_Consigne_
Poursuivez le texte consacré à Gheorghe Hagi et au transfert de Cristian Manea en reprenant juste après sa dernière phrase.

_Texte fourni_

« Avez-vous déjà reçu des aides financières de fonds d’investissements en échange des droits économiques de vos joueurs ? » L’animateur de DigiSportSpecial (l’une des émissions sportives les plus populaires de Roumanie) Vali Moraru lit cette question sur son ordinateur portable à son célèbre invité, Gheorghe Hagi. Une manière de procéder choisie en urgence à la dernière minute par les reporters de ProSport. Durant les trois jours précédant l’émission, Hagi n’a pas répondu aux multiples coups de téléphone de l’équipe de journalistes. Il ne voulait pas parler de Cristian Manea – le défenseur de Viitorul vendu par Hagi en 2014 – et de son transfert secret vers l’Apollon Limassol.

_Lignes enregistrées_
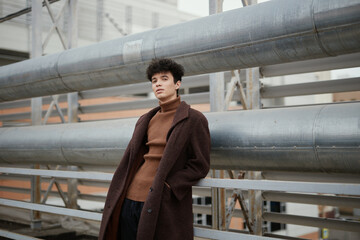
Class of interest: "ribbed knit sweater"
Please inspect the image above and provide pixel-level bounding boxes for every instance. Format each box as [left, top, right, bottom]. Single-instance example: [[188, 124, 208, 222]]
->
[[126, 97, 180, 202]]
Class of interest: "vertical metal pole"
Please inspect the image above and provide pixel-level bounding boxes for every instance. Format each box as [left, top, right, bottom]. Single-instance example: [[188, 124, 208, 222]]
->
[[245, 0, 263, 232], [30, 0, 42, 229], [67, 0, 79, 209], [246, 68, 263, 236], [209, 0, 225, 229], [96, 0, 104, 42]]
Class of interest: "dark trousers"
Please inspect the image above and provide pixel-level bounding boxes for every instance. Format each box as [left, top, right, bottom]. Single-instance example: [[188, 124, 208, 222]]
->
[[117, 198, 144, 240]]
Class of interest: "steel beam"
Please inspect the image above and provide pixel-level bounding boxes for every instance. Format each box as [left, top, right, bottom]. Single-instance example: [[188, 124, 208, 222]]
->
[[0, 103, 360, 174], [0, 0, 360, 101], [261, 77, 360, 98]]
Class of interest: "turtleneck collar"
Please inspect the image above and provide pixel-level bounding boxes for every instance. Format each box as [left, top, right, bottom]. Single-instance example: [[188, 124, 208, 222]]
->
[[159, 96, 180, 112]]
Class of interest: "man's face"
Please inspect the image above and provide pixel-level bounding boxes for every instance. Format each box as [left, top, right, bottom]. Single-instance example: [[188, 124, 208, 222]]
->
[[151, 72, 181, 102]]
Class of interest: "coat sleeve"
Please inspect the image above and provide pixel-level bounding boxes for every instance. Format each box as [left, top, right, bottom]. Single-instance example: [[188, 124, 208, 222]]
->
[[166, 114, 211, 200]]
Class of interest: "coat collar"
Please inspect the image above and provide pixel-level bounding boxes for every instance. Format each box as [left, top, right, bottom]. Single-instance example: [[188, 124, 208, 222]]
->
[[133, 101, 190, 150]]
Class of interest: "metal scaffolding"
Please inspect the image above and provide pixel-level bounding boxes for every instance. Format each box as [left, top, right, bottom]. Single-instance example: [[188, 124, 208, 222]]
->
[[0, 0, 360, 239]]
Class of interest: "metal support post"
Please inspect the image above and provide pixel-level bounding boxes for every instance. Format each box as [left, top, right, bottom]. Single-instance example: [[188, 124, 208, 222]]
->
[[246, 68, 263, 236], [96, 0, 104, 42], [67, 0, 79, 209], [209, 0, 226, 230], [30, 0, 42, 229]]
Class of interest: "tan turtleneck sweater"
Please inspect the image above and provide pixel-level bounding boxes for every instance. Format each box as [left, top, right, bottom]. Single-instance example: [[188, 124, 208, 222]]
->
[[126, 97, 180, 202]]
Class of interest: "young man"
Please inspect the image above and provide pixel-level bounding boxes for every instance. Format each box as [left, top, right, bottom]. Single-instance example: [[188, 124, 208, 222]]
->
[[99, 59, 210, 240]]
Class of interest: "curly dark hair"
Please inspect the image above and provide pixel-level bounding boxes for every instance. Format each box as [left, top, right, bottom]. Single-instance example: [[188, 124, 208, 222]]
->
[[146, 58, 185, 83]]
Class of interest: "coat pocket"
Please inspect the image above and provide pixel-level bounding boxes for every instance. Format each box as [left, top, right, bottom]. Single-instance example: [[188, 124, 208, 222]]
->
[[162, 184, 172, 201]]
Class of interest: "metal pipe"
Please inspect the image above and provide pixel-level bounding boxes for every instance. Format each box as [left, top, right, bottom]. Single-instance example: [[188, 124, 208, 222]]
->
[[0, 72, 211, 109], [260, 53, 360, 77], [0, 0, 360, 101], [261, 77, 360, 98], [263, 212, 360, 232], [262, 191, 360, 208], [0, 103, 360, 174]]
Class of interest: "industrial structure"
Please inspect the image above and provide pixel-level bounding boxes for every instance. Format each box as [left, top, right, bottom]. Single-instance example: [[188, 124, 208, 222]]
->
[[0, 0, 360, 239]]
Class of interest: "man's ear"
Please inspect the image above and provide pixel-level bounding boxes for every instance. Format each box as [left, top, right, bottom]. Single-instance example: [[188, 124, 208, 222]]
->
[[175, 80, 181, 89]]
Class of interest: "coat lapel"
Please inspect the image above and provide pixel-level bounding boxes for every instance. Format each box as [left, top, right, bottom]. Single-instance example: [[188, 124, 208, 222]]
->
[[130, 107, 160, 161], [166, 101, 190, 141]]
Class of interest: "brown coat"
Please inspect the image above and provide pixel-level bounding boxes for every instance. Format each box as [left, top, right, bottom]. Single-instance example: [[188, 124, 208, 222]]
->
[[99, 102, 210, 240]]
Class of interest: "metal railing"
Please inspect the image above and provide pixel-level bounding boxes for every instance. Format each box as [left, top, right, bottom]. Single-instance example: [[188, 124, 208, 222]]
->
[[0, 167, 360, 239]]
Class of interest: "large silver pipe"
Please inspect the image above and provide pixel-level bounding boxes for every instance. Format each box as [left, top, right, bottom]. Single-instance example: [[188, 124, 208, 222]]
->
[[0, 0, 360, 101], [0, 103, 360, 174]]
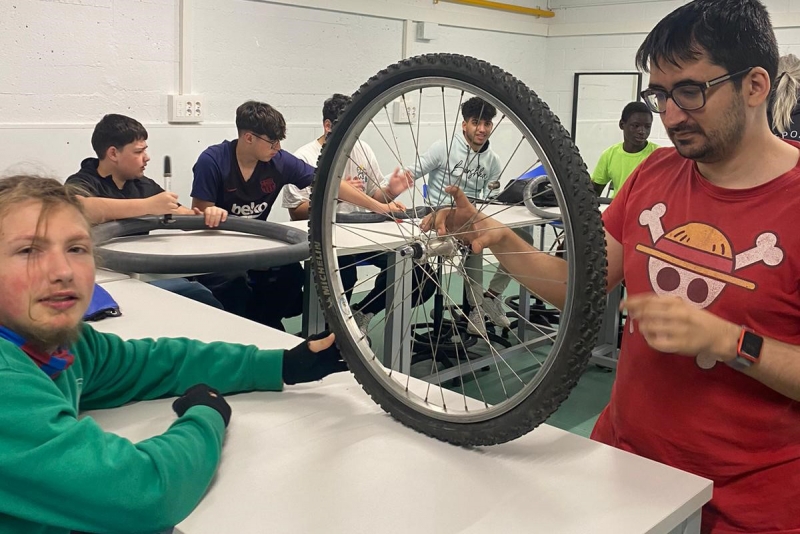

_Réponse à l'exercice_
Toute la profession journalistique roumaine ainsi qu’une dizaine de journalistes étrangers respectables pensaient que le joueur s’était envolé en direction du Royal Mouscon-Péruwelz, en Belgique,en prêt en provenance de Chelsea. Il est en fait finalement transféré pour 2,5 millions d’euros dans un club chypriote contrôlé par Pini Zahavi, qui l’a ensuite prêté à Mouscron. Après quelques secondes de silence, Hagi dégaine une surprenante réponse : « Ceci concerne les affaires internes du club qui peuvent être mieux comprises si l’on se trouve à l’intérieur du club. Je ne peux pas vous dire si j’ai un arrangement avec quelqu’un ou pas. »

Les choses sont compliquées car si Hagi a en effet signé un contrat de partenariat avec un fonds d’investissement pour plusieurs joueurs de Viitorul, cet arrangement pourrait techniquement mettre son club en violation des règles de la FIFA. Depuis le 1er Janvier 2015, le règlement de la FIFA interdit en effet strictement la tierce propriété.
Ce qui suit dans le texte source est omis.